=== Aim of the exercise ===
Quote all of the data exactly as given. Skip every picture it contains.

(Dataset entries)
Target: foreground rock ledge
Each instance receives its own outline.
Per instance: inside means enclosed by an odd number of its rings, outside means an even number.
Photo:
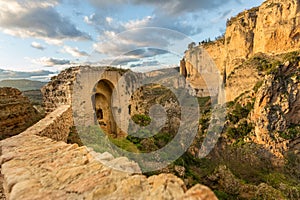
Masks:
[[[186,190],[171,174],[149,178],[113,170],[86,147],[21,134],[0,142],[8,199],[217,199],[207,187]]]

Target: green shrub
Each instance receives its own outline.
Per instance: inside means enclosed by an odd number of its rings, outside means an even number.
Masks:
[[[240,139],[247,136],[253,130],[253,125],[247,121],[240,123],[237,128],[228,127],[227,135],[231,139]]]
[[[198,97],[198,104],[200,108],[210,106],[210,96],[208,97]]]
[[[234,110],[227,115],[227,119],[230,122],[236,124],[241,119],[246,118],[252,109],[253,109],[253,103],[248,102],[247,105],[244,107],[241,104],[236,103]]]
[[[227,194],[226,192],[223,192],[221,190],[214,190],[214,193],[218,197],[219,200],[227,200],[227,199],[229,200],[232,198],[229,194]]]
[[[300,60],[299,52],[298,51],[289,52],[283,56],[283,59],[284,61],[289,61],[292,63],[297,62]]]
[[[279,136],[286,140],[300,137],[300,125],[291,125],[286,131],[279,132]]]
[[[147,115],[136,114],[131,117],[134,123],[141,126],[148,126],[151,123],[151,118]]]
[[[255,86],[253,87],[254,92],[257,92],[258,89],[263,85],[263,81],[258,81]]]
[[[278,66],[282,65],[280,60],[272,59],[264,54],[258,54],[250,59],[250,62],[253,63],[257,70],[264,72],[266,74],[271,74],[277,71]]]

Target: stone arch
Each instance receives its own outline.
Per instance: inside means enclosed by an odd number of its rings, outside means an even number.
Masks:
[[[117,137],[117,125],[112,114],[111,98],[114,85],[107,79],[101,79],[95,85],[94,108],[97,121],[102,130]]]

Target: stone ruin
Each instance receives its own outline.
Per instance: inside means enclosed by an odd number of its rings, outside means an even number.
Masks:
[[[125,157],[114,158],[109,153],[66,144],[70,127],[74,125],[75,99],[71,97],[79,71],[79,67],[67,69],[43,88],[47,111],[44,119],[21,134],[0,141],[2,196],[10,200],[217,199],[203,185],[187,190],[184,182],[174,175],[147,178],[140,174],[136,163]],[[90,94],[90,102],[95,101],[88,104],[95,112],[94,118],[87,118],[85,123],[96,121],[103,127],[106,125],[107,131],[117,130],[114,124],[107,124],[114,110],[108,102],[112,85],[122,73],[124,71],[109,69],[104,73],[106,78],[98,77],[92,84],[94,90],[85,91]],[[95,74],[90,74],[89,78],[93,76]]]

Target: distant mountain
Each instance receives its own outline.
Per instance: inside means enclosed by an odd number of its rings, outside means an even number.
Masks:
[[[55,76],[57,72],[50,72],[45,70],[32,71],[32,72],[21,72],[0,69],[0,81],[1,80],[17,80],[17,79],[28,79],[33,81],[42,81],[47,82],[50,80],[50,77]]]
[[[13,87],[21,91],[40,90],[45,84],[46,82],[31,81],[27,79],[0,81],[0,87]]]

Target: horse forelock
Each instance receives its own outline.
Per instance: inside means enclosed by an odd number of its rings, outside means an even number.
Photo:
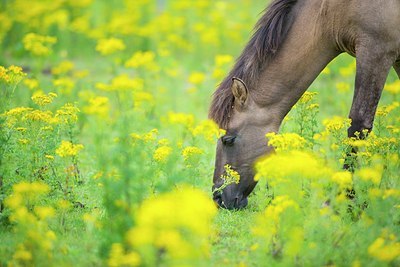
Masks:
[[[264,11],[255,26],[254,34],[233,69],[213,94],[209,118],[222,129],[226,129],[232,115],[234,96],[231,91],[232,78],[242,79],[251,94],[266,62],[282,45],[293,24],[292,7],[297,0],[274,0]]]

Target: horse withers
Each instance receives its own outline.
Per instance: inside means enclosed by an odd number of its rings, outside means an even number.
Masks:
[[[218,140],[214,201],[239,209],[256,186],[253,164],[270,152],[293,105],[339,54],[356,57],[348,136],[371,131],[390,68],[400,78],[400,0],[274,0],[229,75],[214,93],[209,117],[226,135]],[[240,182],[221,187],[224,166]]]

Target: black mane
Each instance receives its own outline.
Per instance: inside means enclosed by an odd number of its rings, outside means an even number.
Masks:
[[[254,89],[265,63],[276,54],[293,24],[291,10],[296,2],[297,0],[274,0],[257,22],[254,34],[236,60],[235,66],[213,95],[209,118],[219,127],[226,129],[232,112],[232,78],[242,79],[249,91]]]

=== Solution for this exercise ===
Target: foreground rock ledge
Each instance receives its own outline.
Per instance: inside means enclosed by an odd number of its rings, outside means an even number.
Photo:
Masks:
[[[186,190],[171,174],[149,178],[113,170],[86,147],[21,134],[0,142],[8,199],[217,199],[207,187]]]

Target: green shrub
Each instance receives its own outline.
Per instance: inside means enclosed by an odd number of its rings, outside means an even number.
Masks:
[[[240,139],[247,136],[253,130],[253,125],[247,121],[240,123],[237,128],[228,127],[227,135],[231,139]]]
[[[198,97],[198,104],[200,108],[210,106],[210,96],[208,97]]]
[[[234,110],[227,115],[227,119],[230,122],[236,124],[241,119],[246,118],[252,109],[253,109],[253,103],[248,102],[247,105],[244,107],[241,104],[236,103]]]
[[[227,194],[226,192],[223,192],[221,190],[214,190],[214,193],[218,197],[219,200],[227,200],[227,199],[229,200],[232,198],[229,194]]]
[[[300,60],[299,52],[298,51],[289,52],[283,56],[283,59],[284,61],[289,61],[292,63],[297,62]]]
[[[279,136],[286,140],[300,137],[300,125],[291,125],[286,131],[279,132]]]
[[[147,115],[136,114],[131,117],[134,123],[141,126],[148,126],[151,123],[151,118]]]
[[[255,86],[253,87],[254,92],[257,92],[258,89],[263,85],[263,81],[258,81]]]
[[[278,66],[282,65],[280,60],[272,59],[264,54],[258,54],[250,59],[250,62],[253,63],[257,70],[264,72],[266,74],[271,74],[277,71]]]

Target: stone arch
Each instance receives its own outline.
Per instance: inside means enclosed by an odd number of its rings, outside means an even number.
Masks:
[[[117,137],[117,125],[112,114],[111,98],[114,85],[107,79],[101,79],[95,85],[94,108],[97,121],[102,130]]]

Target: stone ruin
Each instance receives its own outline.
Per instance: inside means enclosed by an odd number of its rings, outside means an even number.
Masks:
[[[125,157],[114,158],[109,153],[66,144],[70,127],[74,125],[75,99],[71,97],[79,71],[79,67],[67,69],[43,88],[47,111],[44,119],[21,134],[0,141],[2,196],[10,200],[217,199],[203,185],[187,190],[184,182],[174,175],[147,178],[140,174],[136,163]],[[90,94],[90,102],[95,101],[88,104],[95,112],[94,118],[87,118],[85,123],[96,121],[103,127],[106,125],[107,131],[117,130],[114,124],[107,124],[114,110],[108,102],[112,85],[122,73],[124,71],[109,69],[104,73],[106,78],[98,77],[92,84],[94,90],[85,91]],[[95,74],[90,74],[89,78],[93,76]]]

Target: distant mountain
Each instance receives its own outline.
Per instance: inside means enclosed by an odd number of its rings, outside means an even number.
Masks:
[[[55,76],[57,72],[50,72],[45,70],[32,71],[32,72],[21,72],[0,69],[0,81],[1,80],[17,80],[17,79],[28,79],[33,81],[42,81],[47,82],[50,80],[50,77]]]
[[[13,87],[21,91],[40,90],[45,84],[46,82],[31,81],[27,79],[0,81],[0,87]]]

Target: horse forelock
Each instance receives its own outline.
Per instance: inside means enclosed by an odd number of its rings, outside means an even number.
Photo:
Masks:
[[[264,11],[255,26],[254,34],[233,69],[213,94],[209,118],[222,129],[226,129],[232,115],[234,96],[231,91],[232,78],[242,79],[251,94],[266,62],[282,45],[293,24],[292,7],[297,0],[274,0]]]

Target: horse withers
Each instance receives its own outline.
Per instance: inside means enclosed by an odd number of its rings, outside means an even number.
Masks:
[[[218,140],[214,201],[239,209],[256,186],[253,164],[270,152],[293,105],[339,54],[356,57],[348,136],[371,131],[390,68],[400,78],[400,0],[274,0],[229,75],[214,93],[209,117],[226,135]],[[240,182],[221,187],[224,166]]]

Target: black mane
Each instance receives its own outline.
Per instance: inside means enclosed by an odd number of its rings, outside means an even number.
Masks:
[[[254,89],[265,63],[276,54],[293,24],[291,10],[296,2],[297,0],[274,0],[257,22],[254,34],[236,60],[235,66],[213,95],[209,118],[219,127],[226,129],[232,112],[232,78],[242,79],[249,91]]]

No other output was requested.